Work instructions: Quote all of the items below verbatim, omitting the pictures.

(Items from a dataset)
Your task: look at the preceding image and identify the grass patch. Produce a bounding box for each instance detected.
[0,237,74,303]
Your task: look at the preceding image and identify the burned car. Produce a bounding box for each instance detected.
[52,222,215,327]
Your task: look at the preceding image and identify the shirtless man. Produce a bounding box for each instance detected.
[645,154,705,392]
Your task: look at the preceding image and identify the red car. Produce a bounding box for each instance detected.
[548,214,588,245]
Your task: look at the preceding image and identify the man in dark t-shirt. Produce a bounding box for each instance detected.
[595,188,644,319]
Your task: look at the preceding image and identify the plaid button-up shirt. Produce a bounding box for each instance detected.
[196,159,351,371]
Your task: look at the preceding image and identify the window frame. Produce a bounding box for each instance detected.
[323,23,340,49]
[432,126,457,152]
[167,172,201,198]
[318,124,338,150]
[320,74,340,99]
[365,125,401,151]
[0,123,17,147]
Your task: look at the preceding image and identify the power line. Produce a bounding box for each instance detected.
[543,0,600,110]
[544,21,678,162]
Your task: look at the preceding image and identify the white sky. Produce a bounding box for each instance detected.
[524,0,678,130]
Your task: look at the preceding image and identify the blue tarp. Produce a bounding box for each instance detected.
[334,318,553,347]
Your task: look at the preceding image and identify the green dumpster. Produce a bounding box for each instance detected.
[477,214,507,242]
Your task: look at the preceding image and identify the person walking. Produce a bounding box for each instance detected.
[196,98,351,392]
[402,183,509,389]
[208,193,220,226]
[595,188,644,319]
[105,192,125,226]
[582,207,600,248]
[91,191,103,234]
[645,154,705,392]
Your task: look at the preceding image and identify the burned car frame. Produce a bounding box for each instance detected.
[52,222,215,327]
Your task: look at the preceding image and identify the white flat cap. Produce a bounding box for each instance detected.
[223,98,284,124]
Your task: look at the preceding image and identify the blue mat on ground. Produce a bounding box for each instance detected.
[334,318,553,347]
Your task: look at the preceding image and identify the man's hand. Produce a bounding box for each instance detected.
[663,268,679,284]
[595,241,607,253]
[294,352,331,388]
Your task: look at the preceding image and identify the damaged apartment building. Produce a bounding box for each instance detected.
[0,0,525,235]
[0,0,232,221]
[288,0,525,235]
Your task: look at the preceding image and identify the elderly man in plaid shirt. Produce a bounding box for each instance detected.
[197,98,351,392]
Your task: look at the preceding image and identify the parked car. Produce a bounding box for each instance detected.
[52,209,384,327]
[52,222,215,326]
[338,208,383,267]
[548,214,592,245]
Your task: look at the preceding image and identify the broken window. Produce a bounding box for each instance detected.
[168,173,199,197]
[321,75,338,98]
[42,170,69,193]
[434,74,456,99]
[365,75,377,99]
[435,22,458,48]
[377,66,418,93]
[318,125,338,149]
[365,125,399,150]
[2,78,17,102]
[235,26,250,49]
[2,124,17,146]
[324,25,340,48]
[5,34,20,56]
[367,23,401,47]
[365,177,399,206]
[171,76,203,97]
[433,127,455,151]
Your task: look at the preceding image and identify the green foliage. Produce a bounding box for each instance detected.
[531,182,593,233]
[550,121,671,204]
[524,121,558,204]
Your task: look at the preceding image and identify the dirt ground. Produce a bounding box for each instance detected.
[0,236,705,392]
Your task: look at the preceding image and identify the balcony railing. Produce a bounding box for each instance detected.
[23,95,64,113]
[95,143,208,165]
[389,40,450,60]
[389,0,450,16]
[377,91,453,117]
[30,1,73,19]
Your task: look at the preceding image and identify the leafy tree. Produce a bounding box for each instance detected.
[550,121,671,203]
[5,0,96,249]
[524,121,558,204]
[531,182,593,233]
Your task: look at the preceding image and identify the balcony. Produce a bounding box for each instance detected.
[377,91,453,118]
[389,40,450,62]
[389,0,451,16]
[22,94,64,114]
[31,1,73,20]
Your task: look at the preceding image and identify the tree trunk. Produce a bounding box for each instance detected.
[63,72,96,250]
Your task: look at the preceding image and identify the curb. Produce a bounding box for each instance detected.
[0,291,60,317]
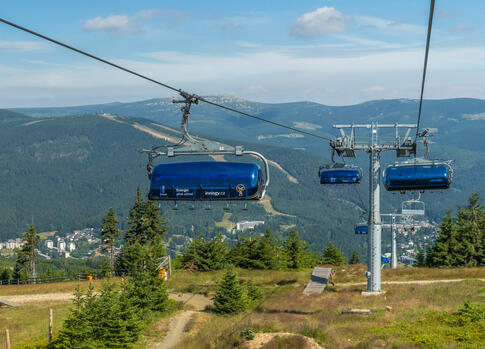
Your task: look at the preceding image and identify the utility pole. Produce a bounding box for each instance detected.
[391,216,397,269]
[330,123,416,294]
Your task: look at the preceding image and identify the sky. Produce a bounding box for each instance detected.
[0,0,485,108]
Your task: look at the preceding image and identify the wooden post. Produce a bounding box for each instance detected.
[5,330,10,349]
[168,254,172,277]
[49,308,53,344]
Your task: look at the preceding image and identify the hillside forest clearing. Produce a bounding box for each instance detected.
[0,265,485,348]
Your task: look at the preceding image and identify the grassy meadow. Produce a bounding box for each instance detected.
[0,265,485,349]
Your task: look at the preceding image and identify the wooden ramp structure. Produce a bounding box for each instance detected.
[303,267,332,294]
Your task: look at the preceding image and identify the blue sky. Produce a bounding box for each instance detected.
[0,0,485,107]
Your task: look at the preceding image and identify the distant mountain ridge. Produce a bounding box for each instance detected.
[0,96,485,251]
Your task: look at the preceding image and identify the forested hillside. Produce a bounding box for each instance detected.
[0,97,485,256]
[0,109,362,256]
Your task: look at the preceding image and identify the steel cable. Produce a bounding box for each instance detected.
[0,18,330,141]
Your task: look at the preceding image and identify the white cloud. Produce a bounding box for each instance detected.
[352,16,425,34]
[83,15,140,34]
[290,6,347,38]
[450,23,473,32]
[0,41,48,52]
[0,47,485,107]
[364,85,386,93]
[83,9,185,35]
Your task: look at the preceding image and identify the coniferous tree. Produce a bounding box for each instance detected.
[101,207,120,276]
[14,224,40,279]
[426,193,485,266]
[140,200,167,244]
[214,268,248,314]
[182,235,229,271]
[282,230,315,269]
[322,242,347,265]
[230,228,280,269]
[349,250,360,264]
[414,251,426,267]
[0,268,12,280]
[457,193,485,266]
[125,187,145,244]
[428,210,459,267]
[117,188,167,276]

Complete answer:
Your task: look at the preceding image and identify the grass patch. Produce a bounding box for each instance detected.
[0,237,74,303]
Your task: look at the preceding image and identify the burned car. Produce a bounding box for each instance detected.
[52,222,215,327]
Your task: look at the preceding image and identify the shirtless man. Produce a bounding box for each instance detected.
[645,154,705,392]
Your task: look at the preceding image and identify the red car. Produce a bounding box for each instance detected.
[548,214,588,245]
Your task: look at the preceding image and identify the man in dark t-shirt. Produce a bounding box for each instance detected.
[595,188,644,319]
Your task: look at the preceding image and identify the plaid button-up shirt. Produce a bounding box for each instance detected.
[196,159,351,371]
Your task: look at the preceding image and identify the window frame. Produce a bounding box for each instance detected.
[323,23,340,49]
[432,126,457,152]
[167,172,201,198]
[318,124,338,150]
[320,74,340,99]
[365,125,401,151]
[0,123,17,147]
Your task: look at the preceding image and identify the power line. Produce a bounding box for each instance detected.
[543,0,600,110]
[544,21,678,162]
Your task: look at the preceding image and identify the white sky. Produce a bounding box for each instance detected.
[524,0,678,130]
Your task: look at the preceding image and identify the blue tarp. Produce a bounding box for each instance detected.
[334,318,553,347]
Your task: look at the preceding image and identify the green dumpster. Produce a bounding box for each instance detected.
[477,214,507,242]
Your task: look at the preceding image and identify the person walking. Produce a bounding box for each instance detected.
[196,98,351,392]
[402,183,509,389]
[208,193,220,226]
[595,188,644,319]
[105,192,125,226]
[582,207,600,248]
[91,191,103,234]
[645,154,705,392]
Your task: look at the preceding image and identify the burned car frame. Produce a bounding box for each instance detected.
[52,222,215,327]
Your task: look at the preceding image and identify the white flat cap. Produce a bounding box for each instance detected.
[223,98,284,124]
Your task: look at the preceding image and identify the blue mat on ground. Produce a bounding box for each instance detected.
[334,318,553,347]
Your task: look at the preceding image and identify the man's hand. Produce a bounding box for each instance detected.
[663,268,679,284]
[595,241,607,253]
[294,352,331,388]
Your task: look at the preceding image and identify the damaged apartment building. Produce a bounding box for each instance detected.
[0,0,525,235]
[0,0,232,221]
[288,0,525,235]
Your task: look at the preceding image and identify the elderly man in plaid shirt. Produce a bounding box for each instance detected.
[197,98,351,392]
Your task: look at the preceding image and identify the parked car. Produce a bounding box for each instance detected.
[52,209,384,327]
[52,222,215,326]
[338,208,383,267]
[548,214,592,245]
Your task: look at the preceding image and identify the broken window. Produce a bounding box for each instance detected.
[168,173,199,197]
[321,75,338,98]
[42,170,69,193]
[434,74,456,99]
[365,75,377,99]
[435,22,458,48]
[377,66,418,93]
[318,125,338,149]
[365,125,399,150]
[2,78,17,102]
[235,26,250,49]
[2,124,17,146]
[324,25,340,48]
[5,34,20,56]
[367,23,401,47]
[365,177,399,206]
[171,76,203,97]
[433,127,455,151]
Your task: look at the preceding image and identify the green foliage. Produce a bounding box for each instance detected.
[531,182,593,233]
[550,121,671,204]
[524,121,558,204]
Your task: look at the preceding image and identify the dirt ground. Produce a bounding box for each instance detected.
[0,236,705,392]
Your task: look at the preceding image and identify the balcony railing. Produce a bounding box for each instance detected.
[23,95,64,113]
[95,143,208,165]
[389,40,450,60]
[389,0,450,16]
[377,91,453,117]
[30,1,73,19]
Your task: look at the preceding image and identify the leafy tree. Produce a bounding box for each instance detected.
[550,121,671,203]
[5,0,96,249]
[524,121,558,204]
[531,182,593,233]
Your task: look at the preceding image and identify the balcony. Produce a bounding box for each instance detected.
[377,91,453,118]
[389,40,450,62]
[389,0,451,16]
[22,94,64,114]
[31,1,73,20]
Your task: look at the preceding image and identify the tree trunk. Produce a bounding box for each instance detected.
[63,72,96,250]
Your task: look at the preceding image and identify the curb. Produce a bounding box for each instance detected.
[0,291,60,317]
Your task: look at the preceding image and identify the utility pole. Produce a bounding box for each instance detected.
[391,216,397,269]
[330,123,416,294]
Your task: look at the preceding image and identify the sky. Produce a bounding box for each instance detected.
[0,0,485,108]
Your task: look at the preceding image and identify the wooden post. Produce a bounding box for each instance detected.
[5,330,10,349]
[168,254,172,277]
[49,308,53,344]
Your task: look at the preceding image and identify the hillside forest clearing. Produce a bounding box for each instance detected.
[0,265,485,348]
Your task: look at the preceding image and identify the grassy meadow. Produce a bounding box for each instance detected.
[0,265,485,349]
Your task: look at the preceding image and identify the wooden ramp structure. Produce a bounding box for each instance detected.
[303,267,332,294]
Your task: look at the preceding image and identify the blue sky. Produce a bounding box for each instance detected.
[0,0,485,107]
Your task: look at the preceding image and identify the distant mountain ridge. Produce a bounding box for each instance detected.
[0,96,485,251]
Your task: look at the preceding image and identify the forested hillside. Produce a bounding box for each instance detected.
[0,97,485,256]
[0,109,362,256]
Your task: look at the preceding image and identify the steel cable. Produce a bounding box for each instance detected.
[0,18,330,141]
Your task: look at the preceding image and identify the white cloud. Produce a bounding box for each instance detected.
[352,16,425,34]
[83,15,140,34]
[290,6,347,38]
[450,23,473,32]
[0,41,48,52]
[0,47,485,107]
[364,85,386,93]
[83,9,185,35]
Your task: look at the preceding image and identify the coniferous tree. Produce a bounding box for each instance detected.
[101,207,120,276]
[14,224,40,279]
[426,193,485,266]
[140,200,167,244]
[214,268,248,314]
[182,235,229,271]
[282,230,315,269]
[322,242,347,265]
[230,228,280,269]
[349,250,360,264]
[414,251,426,267]
[0,268,12,280]
[457,193,485,266]
[125,187,145,244]
[428,210,459,267]
[117,188,167,276]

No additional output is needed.